Reading passage:
— Begin —

Uodate type hints

sergeyklay · sergeyklay · commit fc0fcd57706d · 2025-03-16T02:51:12.000+01:00
diff --git a/clusx/clustering/models.py b/clusx/clustering/models.py
@@ -76,17 +76,17 @@ class DirichletProcess:
     cluster_params : dict
         Dictionary of cluster parameters for each cluster.
         Contains 'mean' (centroid) and 'count' (number of points).
-    global_mean : ndarray
+    global_mean : Optional[EmbeddingTensor]
         Global mean of all document embeddings.
     next_id : int
         Next available cluster ID.
-    embeddings_ : ndarray
+    embeddings_ : Optional[EmbeddingTensor]
         Document embeddings after fitting.
-    labels_ : ndarray
+    labels_ : Optional[NDArray[np.int64]]
         Cluster assignments after fitting.
-    text_embeddings : dict
+    text_embeddings : dict[str, EmbeddingTensor]
         Cache of text to embedding mappings.
-    embedding_dim : int or None
+    embedding_dim : Optional[int]
         Dimension of the embedding vectors.
     """
 
@@ -108,10 +108,10 @@ def __init__(
         kappa : float
             Precision parameter for the von Mises-Fisher distribution.
             Higher values lead to tighter, more concentrated clusters.
-        model_name : str, optional
+        model_name : Optional[str]
             Name of the sentence transformer model to use.
             Default is "all-MiniLM-L6-v2".
-        random_state : int, optional
+        random_state : Optional[int]
             Random seed for reproducibility.
             If None, fresh, unpredictable entropy will be pulled from the OS.
         """
@@ -124,10 +124,10 @@ def __init__(
 
         self.clusters = []
         self.cluster_params = {}
-        self.global_mean = None
+        self.global_mean: Optional[EmbeddingTensor] = None
         self.next_id = 0
-        self.embeddings_ = None
-        self.labels_ = None
+        self.embeddings_: Optional[EmbeddingTensor] = None
+        self.labels_: Optional[NDArray[np.int64]] = None
 
         # For tracking processed texts and their embeddings
         self.text_embeddings: dict[str, EmbeddingTensor] = {}
@@ -148,7 +148,7 @@ def get_embedding(self, text: Union[str, list[str]]) -> EmbeddingTensor:
 
         Returns
         -------
-        numpy.ndarray
+        EmbeddingTensor
             The normalized embedding vector(s) for the text.
             If input is a single string, returns a single embedding vector.
             If input is a list, returns an array of embedding vectors.
@@ -191,7 +191,7 @@ def get_embedding(self, text: Union[str, list[str]]) -> EmbeddingTensor:
         # Return single embedding or list based on input
         return results[0] if is_single else np.array(results)

— End —

Entries:

— Begin —

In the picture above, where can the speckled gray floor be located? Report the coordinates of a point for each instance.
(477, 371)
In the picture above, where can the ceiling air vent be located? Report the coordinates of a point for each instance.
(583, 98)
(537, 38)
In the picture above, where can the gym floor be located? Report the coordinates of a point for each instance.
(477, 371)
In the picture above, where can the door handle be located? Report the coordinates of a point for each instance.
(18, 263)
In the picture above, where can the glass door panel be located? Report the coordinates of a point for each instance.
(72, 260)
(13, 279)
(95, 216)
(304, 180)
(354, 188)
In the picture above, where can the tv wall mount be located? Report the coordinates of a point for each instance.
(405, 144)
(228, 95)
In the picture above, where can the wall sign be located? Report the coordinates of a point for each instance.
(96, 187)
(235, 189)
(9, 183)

— End —

Stated problem A: In the type-hints commit, translate "Higher values lead to tighter, more concentrated clusters." into Spanish.
Stated problem B: Rewrite the part of the type-hints commit that opens with the words containing "Uodate type hints" and closes with "all document embeddings.", renaming "global_mean" to "global_centroid".
Stated problem C: Go on with the type-hints commit diff from where it stops.

Final result A: Los valores más altos producen clústeres más ajustados y más concentrados.

Final result B:
Uodate type hints

sergeyklay · sergeyklay · commit fc0fcd57706d · 2025-03-16T02:51:12.000+01:00
diff --git a/clusx/clustering/models.py b/clusx/clustering/models.py
@@ -76,17 +76,17 @@ class DirichletProcess:
     cluster_params : dict
         Dictionary of cluster parameters for each cluster.
         Contains 'mean' (centroid) and 'count' (number of points).
-    global_centroid : ndarray
+    global_centroid : Optional[EmbeddingTensor]
         Global mean of all document embeddings.

Final result C:
 
-    def _normalize(self, embedding: EmbeddingTensor) -> EmbeddingTensor:
+    def _normalize(self, embedding: EmbeddingTensor) -> NDArray[np.float32]:
         """
         Normalize vector to unit length for use with von Mises-Fisher distribution.
 
@@ -205,13 +205,15 @@ def _normalize(self, embedding: EmbeddingTensor) -> EmbeddingTensor:
 
         Returns
         -------
-        EmbeddingTensor
-            The normalized embedding vector with unit length.
+        NDArray[np.float32]
+            The normalized embedding vector with unit length as a NumPy array.
         """
         norm = np.linalg.norm(embedding)
         # Convert to numpy array to ensure division works properly
         embedding_np = to_numpy(embedding)
-        return embedding_np / norm if norm > 0 else embedding_np
+        # Ensure the result is float32 to match the return type
+        result = embedding_np / norm if norm > 0 else embedding_np
+        return result.astype(np.float32)
 
     def _log_likelihood_vmf(self, embedding: EmbeddingTensor, cluster_id: int) -> float:
         """
@@ -262,7 +264,7 @@ def log_crp_prior(self, cluster_id: Optional[int] = None) -> float:
 
         Parameters
         ----------
-        cluster_id : int, optional
+        cluster_id : Optional[int]
             The cluster ID.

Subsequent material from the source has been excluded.